Stated exercise 1 = Rewrite the NASA funding discussion from the words "NASA has been" through "funding sets goals?", changing each "funding" to "support".
Stated exercise 2 = Write what comes next in the NASA funding discussion, picking up after its final comment.

This business of we've only planned 4-5 flights in the main mission but will extend by 30 more days seems like intentional under-committment to me. NASA seems to have done this with most of the previous rover missions as well - all of them significantly extended missions.
Maybe there's politics around funding. I wouldn't be surprised if the major costs are people costs over months and sometimes years to support the science vs. the actual core mission costs but it may be a big sticker shock to ask the Congress at one go. So possibly they ask funding for a short under balled-mission (which no one really scrutinizes) and then keep getting funding extensions citing opportunity costs (the probe is already on Mars, we can get extended value etc). I can imagine there's massive politics here, so it maybe is the only smart game to play
I think it's probably to be careful with expectations. They didn't know how well it would really work, or if they'd kill it on a landing.
NASA has been making it very clear that everything more that it does from now on is a bonus.
If you keep it framed like that, it's more exciting to have a successful mission & likely to continue to get funding, than if you set high expectations and fail.
> If you keep it framed like that, it's more exciting to have a successful mission & likely to continue to get funding, than if you set high expectations and fail.
This seems to be the more plausible reason. You keep the bar for success low so you keep getting funding for subsequent missions. Isn't that pretty much how every organization with public funding sets goals?
I mean the low bar is that they fly three robots to Mars and two of them land safely and one of them makes multiple flights on the surface of another world so it’s a pretty high low bar!

Entries =
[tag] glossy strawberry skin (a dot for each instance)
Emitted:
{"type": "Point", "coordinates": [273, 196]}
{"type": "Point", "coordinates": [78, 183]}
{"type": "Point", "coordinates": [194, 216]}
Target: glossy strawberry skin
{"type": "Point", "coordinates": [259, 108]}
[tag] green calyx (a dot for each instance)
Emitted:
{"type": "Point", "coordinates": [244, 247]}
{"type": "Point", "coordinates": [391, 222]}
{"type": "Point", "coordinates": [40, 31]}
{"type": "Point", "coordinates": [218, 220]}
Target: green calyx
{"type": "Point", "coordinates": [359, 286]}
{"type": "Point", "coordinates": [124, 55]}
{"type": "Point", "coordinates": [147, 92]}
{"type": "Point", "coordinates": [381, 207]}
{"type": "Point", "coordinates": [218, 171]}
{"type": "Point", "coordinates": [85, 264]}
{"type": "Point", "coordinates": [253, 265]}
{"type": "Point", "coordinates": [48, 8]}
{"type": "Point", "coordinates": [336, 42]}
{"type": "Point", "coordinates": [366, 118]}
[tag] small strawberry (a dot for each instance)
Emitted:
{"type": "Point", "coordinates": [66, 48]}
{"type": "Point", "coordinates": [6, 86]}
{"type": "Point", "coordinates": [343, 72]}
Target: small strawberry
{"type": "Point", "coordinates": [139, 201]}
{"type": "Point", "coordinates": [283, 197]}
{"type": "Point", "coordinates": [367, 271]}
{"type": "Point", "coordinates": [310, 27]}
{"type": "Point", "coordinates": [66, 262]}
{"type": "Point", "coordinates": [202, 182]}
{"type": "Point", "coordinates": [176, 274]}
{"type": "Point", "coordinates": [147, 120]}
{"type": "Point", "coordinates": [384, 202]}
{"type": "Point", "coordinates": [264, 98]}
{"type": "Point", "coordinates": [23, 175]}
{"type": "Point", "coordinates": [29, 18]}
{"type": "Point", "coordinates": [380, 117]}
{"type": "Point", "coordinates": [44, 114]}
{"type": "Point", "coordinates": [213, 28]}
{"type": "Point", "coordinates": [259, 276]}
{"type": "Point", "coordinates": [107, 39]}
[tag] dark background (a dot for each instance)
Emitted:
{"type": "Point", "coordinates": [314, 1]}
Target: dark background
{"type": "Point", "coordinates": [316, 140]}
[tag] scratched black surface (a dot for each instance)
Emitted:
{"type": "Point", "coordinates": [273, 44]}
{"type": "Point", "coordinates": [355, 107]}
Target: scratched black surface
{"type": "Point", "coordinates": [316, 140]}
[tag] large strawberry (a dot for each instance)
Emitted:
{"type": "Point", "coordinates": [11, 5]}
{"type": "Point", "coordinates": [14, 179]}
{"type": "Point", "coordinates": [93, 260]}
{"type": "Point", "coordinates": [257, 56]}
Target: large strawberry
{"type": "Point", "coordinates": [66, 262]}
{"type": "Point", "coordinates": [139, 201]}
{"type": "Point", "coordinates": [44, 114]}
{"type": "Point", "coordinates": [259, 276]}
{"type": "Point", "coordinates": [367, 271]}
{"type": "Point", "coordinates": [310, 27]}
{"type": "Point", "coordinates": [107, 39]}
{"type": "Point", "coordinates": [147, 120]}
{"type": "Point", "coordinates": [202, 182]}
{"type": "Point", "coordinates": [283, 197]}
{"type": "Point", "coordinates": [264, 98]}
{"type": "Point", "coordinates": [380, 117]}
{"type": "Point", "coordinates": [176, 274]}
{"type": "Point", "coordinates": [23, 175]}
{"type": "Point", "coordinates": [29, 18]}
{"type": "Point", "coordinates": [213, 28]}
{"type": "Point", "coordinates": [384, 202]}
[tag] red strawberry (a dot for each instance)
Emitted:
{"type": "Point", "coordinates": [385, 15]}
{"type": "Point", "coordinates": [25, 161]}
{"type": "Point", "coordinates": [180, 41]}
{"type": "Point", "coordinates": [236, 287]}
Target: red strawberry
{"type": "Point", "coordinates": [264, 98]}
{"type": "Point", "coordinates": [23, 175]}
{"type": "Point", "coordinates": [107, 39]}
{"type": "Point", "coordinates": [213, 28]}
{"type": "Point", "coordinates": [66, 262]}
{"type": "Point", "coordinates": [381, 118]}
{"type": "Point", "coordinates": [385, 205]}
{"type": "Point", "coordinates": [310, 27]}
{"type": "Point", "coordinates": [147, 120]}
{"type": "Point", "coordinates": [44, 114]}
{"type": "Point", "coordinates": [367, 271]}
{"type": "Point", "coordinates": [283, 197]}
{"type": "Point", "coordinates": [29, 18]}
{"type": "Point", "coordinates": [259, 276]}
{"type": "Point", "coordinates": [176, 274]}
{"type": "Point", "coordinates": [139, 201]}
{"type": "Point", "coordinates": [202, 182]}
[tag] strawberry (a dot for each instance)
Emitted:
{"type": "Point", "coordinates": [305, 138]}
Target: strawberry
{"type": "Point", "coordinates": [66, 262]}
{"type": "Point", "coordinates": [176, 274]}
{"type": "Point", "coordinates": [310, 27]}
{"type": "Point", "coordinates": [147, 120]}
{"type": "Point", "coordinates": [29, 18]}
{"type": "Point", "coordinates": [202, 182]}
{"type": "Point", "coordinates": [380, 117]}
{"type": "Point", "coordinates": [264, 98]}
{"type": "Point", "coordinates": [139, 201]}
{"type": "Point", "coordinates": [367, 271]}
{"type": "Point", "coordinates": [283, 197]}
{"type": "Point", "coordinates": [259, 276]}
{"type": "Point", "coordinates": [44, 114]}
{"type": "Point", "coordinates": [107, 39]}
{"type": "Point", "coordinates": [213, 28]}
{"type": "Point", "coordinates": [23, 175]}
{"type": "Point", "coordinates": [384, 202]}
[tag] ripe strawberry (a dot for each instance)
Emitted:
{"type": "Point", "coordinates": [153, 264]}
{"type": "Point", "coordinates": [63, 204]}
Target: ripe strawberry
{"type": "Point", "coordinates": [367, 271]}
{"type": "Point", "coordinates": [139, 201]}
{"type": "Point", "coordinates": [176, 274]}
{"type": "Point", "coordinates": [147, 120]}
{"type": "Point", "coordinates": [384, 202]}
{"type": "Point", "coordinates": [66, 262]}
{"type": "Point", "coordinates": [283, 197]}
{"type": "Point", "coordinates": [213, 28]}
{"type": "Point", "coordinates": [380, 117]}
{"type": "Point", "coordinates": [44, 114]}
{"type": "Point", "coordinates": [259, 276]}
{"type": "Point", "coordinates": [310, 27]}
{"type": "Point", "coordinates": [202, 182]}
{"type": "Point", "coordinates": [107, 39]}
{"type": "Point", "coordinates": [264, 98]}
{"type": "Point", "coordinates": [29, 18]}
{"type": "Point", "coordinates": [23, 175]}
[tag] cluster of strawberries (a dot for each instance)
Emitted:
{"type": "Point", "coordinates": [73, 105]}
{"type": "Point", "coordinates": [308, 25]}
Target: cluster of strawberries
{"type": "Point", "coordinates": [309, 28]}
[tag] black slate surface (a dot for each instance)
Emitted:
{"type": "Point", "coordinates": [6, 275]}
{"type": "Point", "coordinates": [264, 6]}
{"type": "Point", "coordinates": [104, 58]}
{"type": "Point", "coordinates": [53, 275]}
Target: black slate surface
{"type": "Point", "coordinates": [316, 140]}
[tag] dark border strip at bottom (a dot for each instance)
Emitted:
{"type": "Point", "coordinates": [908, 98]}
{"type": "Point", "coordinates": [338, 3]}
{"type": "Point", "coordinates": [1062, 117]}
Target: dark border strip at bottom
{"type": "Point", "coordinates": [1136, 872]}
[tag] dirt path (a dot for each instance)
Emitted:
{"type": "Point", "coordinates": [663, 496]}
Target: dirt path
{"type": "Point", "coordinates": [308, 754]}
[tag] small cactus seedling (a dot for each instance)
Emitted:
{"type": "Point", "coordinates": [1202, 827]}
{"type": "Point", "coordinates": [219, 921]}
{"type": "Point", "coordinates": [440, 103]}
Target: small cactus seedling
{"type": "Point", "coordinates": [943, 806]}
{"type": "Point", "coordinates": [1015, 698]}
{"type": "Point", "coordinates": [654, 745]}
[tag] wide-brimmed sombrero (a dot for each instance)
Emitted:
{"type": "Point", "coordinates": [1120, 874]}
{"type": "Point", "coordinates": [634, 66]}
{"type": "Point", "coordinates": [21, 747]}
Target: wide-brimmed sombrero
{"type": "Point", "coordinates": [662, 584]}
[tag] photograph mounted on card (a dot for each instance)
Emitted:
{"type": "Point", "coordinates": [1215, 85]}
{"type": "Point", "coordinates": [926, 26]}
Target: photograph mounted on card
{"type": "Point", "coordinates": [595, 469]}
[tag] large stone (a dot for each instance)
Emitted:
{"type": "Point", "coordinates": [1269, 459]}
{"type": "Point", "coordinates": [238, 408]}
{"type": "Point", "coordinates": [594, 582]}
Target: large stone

Written response 1 =
NASA has been making it very clear that everything more that it does from now on is a bonus.
If you keep it framed like that, it's more exciting to have a successful mission & likely to continue to get support, than if you set high expectations and fail.
> If you keep it framed like that, it's more exciting to have a successful mission & likely to continue to get support, than if you set high expectations and fail.
This seems to be the more plausible reason. You keep the bar for success low so you keep getting support for subsequent missions. Isn't that pretty much how every organization with public support sets goals?

Written response 2 =
I mean sure it's cool but I think the point is they've been so consistently spectacularly successful in blowing past mission objectives that it's a bit hard to imagine achieving this wasn't the "expected result" (maybe we can cut a bit of slack for Pathfinder/Sojourner which was the first complex mission after the Climate Orbiter debacle and over-delivered only 12x).
The issue here is that there's a mismatch between the probability distribution and result. In reality, either the equipment will fail some time on entry/initialization and won't be able to complete any missions, or it will work for one and thus probably work for a hundred of them.
If you promise one run and fail to complete it, it's a disappointment, but eh, it was a high-risk mission anyway. If you promise a hundred runs and fail to complete even one, you'll catch a ton of flak. If you promise one and complete a hundred, you're a hero.
The math checks out that way, especially when one single mission is good enough to get the funding anyway. Everything else is literally a bonus, why promise ten when they're paying you for one?
Yes - there's clearly an incentive misalignment in setting & communicating realistic mission risks & expectations which is not too surprising given the politics behind how NASA is funded.
What happens over a period of time in any organization if you consistently under-commit & over-deliver is that people stop believing in your "official" under-committed number ("It's just on-paper") and start creating their own informal "realistic" expectations (which are possibly different across stake-holders) and start taking (possibly mis-aligned) decisions based on these. As you may imagine, such situations tend to blow up from time to time.
It's both a PR/optics thing, as well as a real engineering thing.
Say you have 5 critical components, any of which fail, you are no longer able to complete your entire mission (which in this context is a set of scientific experiments that you've pitched and believe that if you get nothing but that data back, that your entire mission cost was worth it). If you need X time to finish your mission, and say... you want a 95% (I have no idea what the real model number is) chance of finishing the entire mission. This will require you to push the reliability of your individual components up a lot. Say your failure rate model is uniform - your probability of failing in any given period of time is the same as any other given period of time (so you're in the bottom of the bathtub curve).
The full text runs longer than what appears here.